<<<<

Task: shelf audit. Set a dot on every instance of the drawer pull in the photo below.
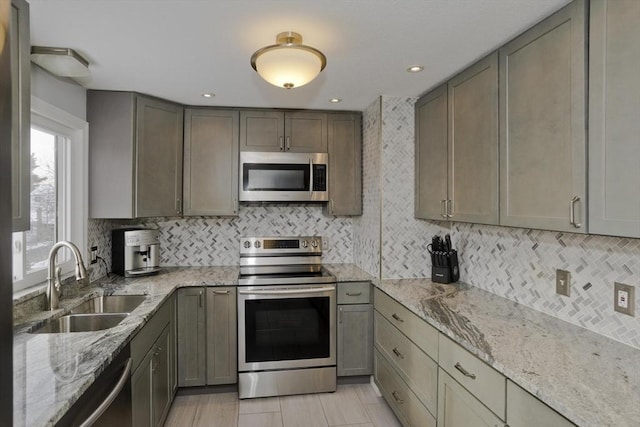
(396, 397)
(397, 353)
(466, 373)
(398, 318)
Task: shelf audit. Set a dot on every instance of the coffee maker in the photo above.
(135, 251)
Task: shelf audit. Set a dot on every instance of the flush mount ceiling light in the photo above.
(60, 61)
(288, 63)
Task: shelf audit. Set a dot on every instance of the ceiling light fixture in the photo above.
(60, 61)
(288, 63)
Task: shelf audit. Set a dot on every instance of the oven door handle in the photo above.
(286, 291)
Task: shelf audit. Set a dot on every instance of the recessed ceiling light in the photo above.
(415, 69)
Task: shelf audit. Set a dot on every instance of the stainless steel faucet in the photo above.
(53, 279)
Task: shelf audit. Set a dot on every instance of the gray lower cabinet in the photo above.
(153, 356)
(207, 337)
(20, 115)
(542, 124)
(355, 329)
(614, 124)
(345, 164)
(135, 155)
(211, 139)
(295, 131)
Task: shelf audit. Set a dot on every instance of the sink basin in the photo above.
(110, 304)
(82, 323)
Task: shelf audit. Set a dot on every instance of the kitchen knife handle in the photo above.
(572, 211)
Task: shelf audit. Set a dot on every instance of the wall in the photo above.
(201, 241)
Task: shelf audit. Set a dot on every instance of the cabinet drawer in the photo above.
(354, 293)
(484, 382)
(416, 329)
(416, 368)
(404, 403)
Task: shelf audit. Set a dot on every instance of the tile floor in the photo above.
(355, 405)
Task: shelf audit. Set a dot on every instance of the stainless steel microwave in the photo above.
(288, 177)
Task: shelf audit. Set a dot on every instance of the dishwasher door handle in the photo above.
(126, 373)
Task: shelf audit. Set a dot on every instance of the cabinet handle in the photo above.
(466, 373)
(572, 211)
(397, 353)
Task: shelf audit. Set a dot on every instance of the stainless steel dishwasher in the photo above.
(107, 402)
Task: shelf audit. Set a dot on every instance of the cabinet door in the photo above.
(614, 124)
(524, 410)
(20, 115)
(431, 155)
(459, 408)
(473, 143)
(211, 139)
(161, 378)
(191, 337)
(141, 393)
(542, 125)
(305, 132)
(222, 345)
(355, 339)
(261, 130)
(158, 175)
(345, 164)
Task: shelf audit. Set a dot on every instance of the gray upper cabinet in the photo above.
(211, 139)
(135, 155)
(614, 122)
(542, 125)
(20, 115)
(431, 155)
(473, 143)
(296, 131)
(345, 164)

>>>>

Rewrite the material from the line containing "floor in the photo above." through the end of the material, replacing "stainless steel" with "brushed steel" wherever it occurs and changing nothing else.

Task: shelf audit. Set a dot on every instance of the tile floor in the photo above.
(355, 405)
Task: shelf audit. Set a dot on every instance of the brushed steel microwave in the photo above.
(288, 177)
Task: shelf audit. Set a dot on every instance of the dishwasher door handle in the photo above.
(126, 373)
Task: shelf audit. Set a dot on every instance of the cabinet handle in the photo above.
(466, 373)
(572, 211)
(397, 353)
Task: shelf audit. Set a dot on every instance of the brushed steel dishwasher in the photo above.
(107, 402)
Task: shelf audit. Set a dot on every instance of the cabinet door in the photo above.
(614, 124)
(524, 410)
(20, 115)
(431, 155)
(459, 408)
(473, 143)
(211, 139)
(161, 378)
(191, 337)
(141, 393)
(542, 125)
(305, 132)
(222, 345)
(355, 339)
(261, 130)
(158, 175)
(345, 164)
Task: shelf audit. Set a dot on every instance of the gray upper cabinet in the photo above.
(211, 139)
(135, 155)
(614, 122)
(542, 125)
(20, 115)
(431, 155)
(473, 143)
(296, 131)
(345, 164)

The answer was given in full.